### Task material
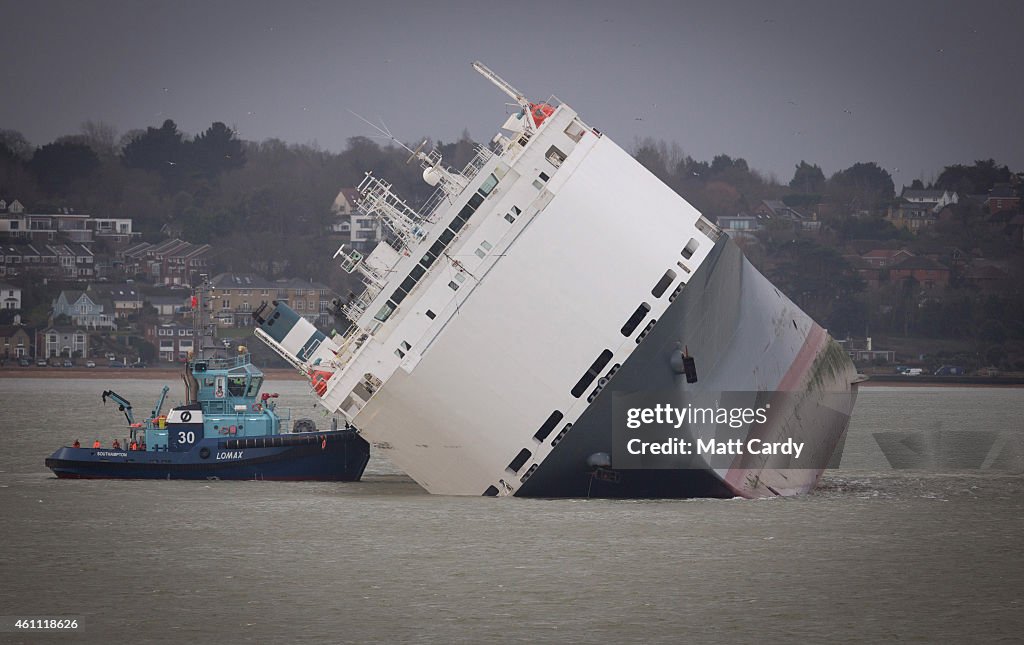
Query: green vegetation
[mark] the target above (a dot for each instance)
(266, 206)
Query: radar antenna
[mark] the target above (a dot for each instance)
(503, 85)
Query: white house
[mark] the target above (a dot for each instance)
(365, 231)
(10, 296)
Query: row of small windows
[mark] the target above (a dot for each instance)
(599, 363)
(436, 250)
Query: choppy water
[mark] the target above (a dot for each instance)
(876, 554)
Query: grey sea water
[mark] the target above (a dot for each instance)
(932, 554)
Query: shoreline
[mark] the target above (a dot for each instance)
(271, 374)
(287, 374)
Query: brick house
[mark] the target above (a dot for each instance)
(927, 271)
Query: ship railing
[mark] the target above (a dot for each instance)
(355, 307)
(438, 197)
(227, 362)
(479, 160)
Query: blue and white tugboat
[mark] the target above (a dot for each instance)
(226, 429)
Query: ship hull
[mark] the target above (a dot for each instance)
(308, 457)
(755, 340)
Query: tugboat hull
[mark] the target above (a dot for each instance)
(338, 456)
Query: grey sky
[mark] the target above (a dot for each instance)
(912, 85)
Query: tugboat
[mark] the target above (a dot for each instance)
(226, 429)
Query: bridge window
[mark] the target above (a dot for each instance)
(237, 386)
(488, 185)
(690, 249)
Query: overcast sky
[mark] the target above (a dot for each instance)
(912, 85)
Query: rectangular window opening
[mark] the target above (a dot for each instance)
(520, 459)
(663, 285)
(634, 321)
(487, 185)
(555, 157)
(591, 374)
(690, 249)
(549, 425)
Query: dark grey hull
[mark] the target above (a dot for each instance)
(744, 335)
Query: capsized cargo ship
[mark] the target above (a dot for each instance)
(225, 429)
(501, 318)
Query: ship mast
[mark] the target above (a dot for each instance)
(506, 87)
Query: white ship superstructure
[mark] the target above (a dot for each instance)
(495, 316)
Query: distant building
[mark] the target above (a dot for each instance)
(126, 298)
(344, 207)
(935, 199)
(170, 262)
(1001, 198)
(84, 310)
(173, 341)
(927, 271)
(881, 258)
(740, 225)
(918, 210)
(74, 261)
(774, 209)
(365, 231)
(15, 342)
(10, 296)
(65, 225)
(169, 305)
(64, 341)
(870, 273)
(236, 296)
(860, 350)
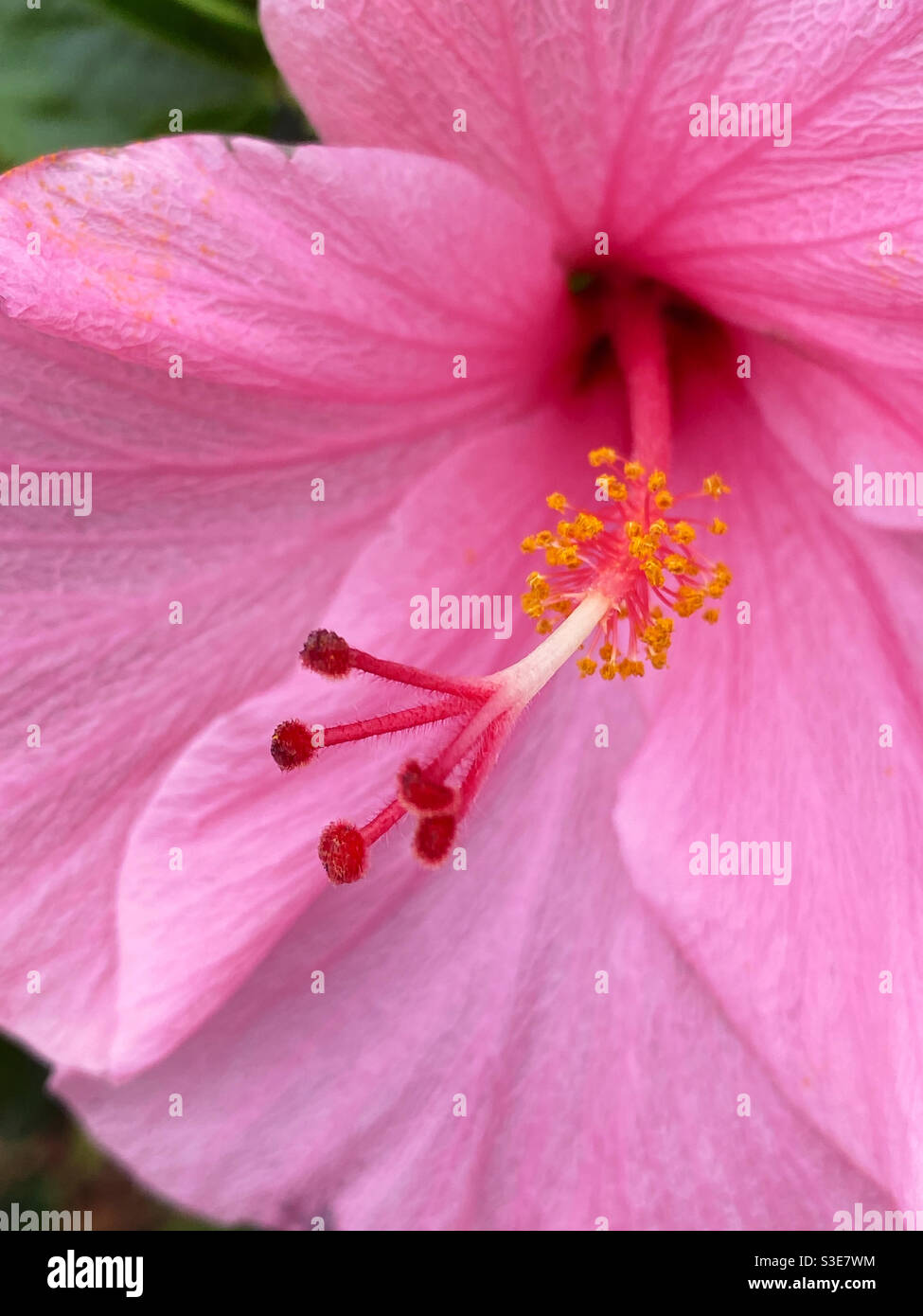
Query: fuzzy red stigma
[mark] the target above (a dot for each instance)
(327, 654)
(292, 745)
(343, 852)
(423, 793)
(434, 839)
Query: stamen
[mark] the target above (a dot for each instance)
(613, 577)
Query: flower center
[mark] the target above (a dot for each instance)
(616, 578)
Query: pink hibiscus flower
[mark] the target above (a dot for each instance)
(572, 1028)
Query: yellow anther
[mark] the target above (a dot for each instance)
(588, 526)
(653, 571)
(689, 600)
(715, 486)
(615, 489)
(630, 668)
(602, 457)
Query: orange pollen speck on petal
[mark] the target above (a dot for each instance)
(636, 552)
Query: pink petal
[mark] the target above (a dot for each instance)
(479, 985)
(202, 248)
(832, 416)
(772, 731)
(249, 837)
(90, 655)
(585, 112)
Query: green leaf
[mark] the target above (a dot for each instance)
(75, 74)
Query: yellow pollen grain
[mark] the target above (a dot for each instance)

### Short exercise
Rewrite every line of the records above as a numbered list, skipping blank lines and leaving out the pictures.

### Finished answer
1. Query: green vegetation
2. [mark] the target above (a dot for each instance)
3. (266, 206)
4. Query: radar antenna
5. [mark] the target above (a dot for each instance)
6. (503, 85)
7. Query: white house
8. [mark] the target above (a dot for each instance)
9. (365, 231)
10. (10, 296)
11. Query: row of small windows
12. [mark] the target above (a dot for each instance)
13. (599, 363)
14. (436, 250)
15. Query: choppy water
16. [mark] the target above (a dot for each instance)
17. (876, 554)
18. Query: grey sea water
19. [mark] the target above (a dot for each instance)
20. (932, 554)
21. Query: shoreline
22. [mark] the target above (a dot for each instance)
23. (271, 374)
24. (287, 374)
25. Query: brick house
26. [mark] the target above (a dot for each instance)
27. (927, 271)
28. Query: ship railing
29. [mark] the target above (a dot for each instance)
30. (355, 307)
31. (438, 197)
32. (227, 362)
33. (479, 160)
34. Query: blue and white tugboat
35. [mark] the target above (a dot for each instance)
36. (226, 429)
37. Query: ship hull
38. [mark] the target above (a dot for each instance)
39. (308, 457)
40. (755, 340)
41. Query: tugboat hull
42. [mark] the target above (a dot for each instance)
43. (338, 456)
44. Query: grey sky
45. [mark] the target above (a dot for each instance)
46. (912, 85)
47. Query: tugboat
48. [mark] the target above (a dot for each instance)
49. (226, 429)
50. Query: bridge window
51. [mark] the target above (a dot for each instance)
52. (237, 386)
53. (488, 185)
54. (690, 249)
55. Query: overcast sky
56. [mark] the target above (a dot for each instance)
57. (912, 85)
58. Query: rectangular window opening
59. [mark] the target above (a dot for each instance)
60. (520, 459)
61. (663, 285)
62. (634, 321)
63. (487, 185)
64. (555, 157)
65. (591, 374)
66. (690, 249)
67. (549, 425)
68. Query: dark grey hull
69. [mark] the target above (a dot for each instance)
70. (744, 335)
71. Query: capsized cargo ship
72. [mark] the target above (a dot for each instance)
73. (225, 429)
74. (501, 318)
75. Query: ship mast
76. [mark] the target above (a dot for each instance)
77. (506, 87)
78. Query: white ship superstructure
79. [mark] the target above (a dot for each instance)
80. (495, 316)
81. Query: distant building
82. [mark] the target above (a dot for each instance)
83. (126, 298)
84. (344, 207)
85. (935, 199)
86. (170, 262)
87. (1001, 198)
88. (84, 310)
89. (173, 341)
90. (927, 271)
91. (881, 258)
92. (740, 225)
93. (918, 210)
94. (74, 261)
95. (774, 209)
96. (365, 231)
97. (15, 342)
98. (10, 296)
99. (65, 225)
100. (169, 305)
101. (64, 341)
102. (870, 273)
103. (236, 296)
104. (860, 350)
105. Query: fuzzy red stigma
106. [mark] the target above (a dot for each instance)
107. (327, 654)
108. (292, 745)
109. (343, 852)
110. (423, 793)
111. (434, 839)
112. Query: stamen
113. [mark] the target above (a dot for each instance)
114. (613, 577)
115. Query: flower center
116. [mark] the target above (a dot for each instance)
117. (616, 578)
118. Query: pink hibiscus flower
119. [mark] the target above (a dot for each instance)
120. (572, 1028)
121. Query: yellow anther
122. [mark] the target above (a dot for each instance)
123. (588, 526)
124. (653, 571)
125. (689, 600)
126. (715, 486)
127. (615, 489)
128. (630, 668)
129. (602, 457)
130. Query: orange pollen speck on petal
131. [mark] the target above (a dot for each instance)
132. (636, 552)
133. Query: pink petal
134. [mark] the target above (a dot for each instance)
135. (479, 985)
136. (202, 248)
137. (832, 416)
138. (772, 731)
139. (249, 837)
140. (90, 655)
141. (585, 112)
142. Query: green leaf
143. [mark] the target above (a dot for each instance)
144. (75, 74)
145. Query: yellow pollen grain
146. [mark] the target above (a dot for each instance)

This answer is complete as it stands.